# GIVEN REQUEST:
Please state how many lines in the listing below contain the word "roof", matching case exactly, and reply with the number alone.

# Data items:
══════════

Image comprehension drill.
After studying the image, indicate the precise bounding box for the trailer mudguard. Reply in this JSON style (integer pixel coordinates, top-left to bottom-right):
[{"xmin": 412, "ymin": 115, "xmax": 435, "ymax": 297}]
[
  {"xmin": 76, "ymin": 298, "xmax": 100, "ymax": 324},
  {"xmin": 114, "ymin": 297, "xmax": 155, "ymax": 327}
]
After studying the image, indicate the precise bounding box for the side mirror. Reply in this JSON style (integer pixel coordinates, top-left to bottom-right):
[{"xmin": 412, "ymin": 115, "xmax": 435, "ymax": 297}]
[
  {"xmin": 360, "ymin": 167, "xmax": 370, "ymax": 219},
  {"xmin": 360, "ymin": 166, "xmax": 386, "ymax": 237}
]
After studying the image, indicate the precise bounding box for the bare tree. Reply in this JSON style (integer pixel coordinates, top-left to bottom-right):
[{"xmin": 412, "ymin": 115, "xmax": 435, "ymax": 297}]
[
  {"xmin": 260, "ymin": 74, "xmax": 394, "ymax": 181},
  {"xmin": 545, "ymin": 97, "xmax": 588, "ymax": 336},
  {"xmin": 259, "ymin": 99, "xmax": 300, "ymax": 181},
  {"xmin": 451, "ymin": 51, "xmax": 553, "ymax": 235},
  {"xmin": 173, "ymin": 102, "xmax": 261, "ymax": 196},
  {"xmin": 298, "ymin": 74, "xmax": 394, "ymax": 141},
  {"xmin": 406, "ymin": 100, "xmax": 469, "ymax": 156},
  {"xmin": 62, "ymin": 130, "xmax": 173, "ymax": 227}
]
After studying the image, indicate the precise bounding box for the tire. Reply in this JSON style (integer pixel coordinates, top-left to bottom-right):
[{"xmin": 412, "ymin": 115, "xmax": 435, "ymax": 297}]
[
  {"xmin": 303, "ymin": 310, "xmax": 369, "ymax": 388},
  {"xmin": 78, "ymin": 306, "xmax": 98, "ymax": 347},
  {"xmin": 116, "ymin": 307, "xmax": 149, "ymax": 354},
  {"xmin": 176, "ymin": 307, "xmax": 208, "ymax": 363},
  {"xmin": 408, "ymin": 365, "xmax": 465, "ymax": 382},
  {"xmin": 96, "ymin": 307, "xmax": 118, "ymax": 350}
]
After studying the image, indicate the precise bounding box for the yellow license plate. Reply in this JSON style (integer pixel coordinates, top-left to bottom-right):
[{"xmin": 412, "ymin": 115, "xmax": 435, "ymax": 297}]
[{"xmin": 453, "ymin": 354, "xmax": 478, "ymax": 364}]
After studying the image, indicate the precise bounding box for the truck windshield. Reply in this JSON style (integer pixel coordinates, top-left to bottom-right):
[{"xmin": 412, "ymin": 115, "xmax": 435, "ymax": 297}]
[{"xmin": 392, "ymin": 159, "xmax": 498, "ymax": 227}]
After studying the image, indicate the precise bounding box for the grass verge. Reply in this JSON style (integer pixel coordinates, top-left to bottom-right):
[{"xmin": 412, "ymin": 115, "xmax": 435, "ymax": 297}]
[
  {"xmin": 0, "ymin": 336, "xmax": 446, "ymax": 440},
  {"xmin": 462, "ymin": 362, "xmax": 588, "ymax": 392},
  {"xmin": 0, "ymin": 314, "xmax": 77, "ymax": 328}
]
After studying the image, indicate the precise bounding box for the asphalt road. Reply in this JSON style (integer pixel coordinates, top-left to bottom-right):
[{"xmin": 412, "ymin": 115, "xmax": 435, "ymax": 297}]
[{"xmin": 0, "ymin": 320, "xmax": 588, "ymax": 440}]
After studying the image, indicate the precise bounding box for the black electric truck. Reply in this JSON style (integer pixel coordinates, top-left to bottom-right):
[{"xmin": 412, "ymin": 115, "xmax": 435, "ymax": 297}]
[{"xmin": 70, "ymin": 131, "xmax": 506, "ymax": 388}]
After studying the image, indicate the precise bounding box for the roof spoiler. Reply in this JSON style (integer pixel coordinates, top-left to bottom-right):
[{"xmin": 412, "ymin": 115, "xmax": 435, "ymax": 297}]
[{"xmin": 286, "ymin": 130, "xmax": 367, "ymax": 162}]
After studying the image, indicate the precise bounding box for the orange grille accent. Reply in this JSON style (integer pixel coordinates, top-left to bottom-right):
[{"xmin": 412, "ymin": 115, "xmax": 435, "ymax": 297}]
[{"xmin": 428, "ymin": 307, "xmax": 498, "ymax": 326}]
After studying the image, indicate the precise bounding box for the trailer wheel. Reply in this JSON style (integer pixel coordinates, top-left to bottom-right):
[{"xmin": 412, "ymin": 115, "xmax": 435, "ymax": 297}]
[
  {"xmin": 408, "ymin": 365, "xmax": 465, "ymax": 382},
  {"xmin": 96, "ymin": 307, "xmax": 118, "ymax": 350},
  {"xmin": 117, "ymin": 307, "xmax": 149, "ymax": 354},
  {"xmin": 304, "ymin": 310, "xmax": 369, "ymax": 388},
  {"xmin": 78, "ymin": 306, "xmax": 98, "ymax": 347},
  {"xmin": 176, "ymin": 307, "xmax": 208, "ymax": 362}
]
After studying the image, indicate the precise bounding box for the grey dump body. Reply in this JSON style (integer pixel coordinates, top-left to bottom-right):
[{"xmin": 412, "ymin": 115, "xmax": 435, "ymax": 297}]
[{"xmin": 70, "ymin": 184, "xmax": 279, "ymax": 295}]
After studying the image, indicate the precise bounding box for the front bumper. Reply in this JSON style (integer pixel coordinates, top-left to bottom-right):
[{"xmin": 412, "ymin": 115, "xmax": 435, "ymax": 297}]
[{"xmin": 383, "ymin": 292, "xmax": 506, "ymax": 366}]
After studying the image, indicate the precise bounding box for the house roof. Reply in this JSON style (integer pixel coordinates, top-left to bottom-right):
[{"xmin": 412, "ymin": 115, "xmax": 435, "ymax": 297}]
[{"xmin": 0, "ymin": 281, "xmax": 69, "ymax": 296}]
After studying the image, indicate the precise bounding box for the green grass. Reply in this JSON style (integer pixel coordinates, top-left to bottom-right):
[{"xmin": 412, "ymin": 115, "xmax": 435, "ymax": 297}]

══════════

# REPLY:
2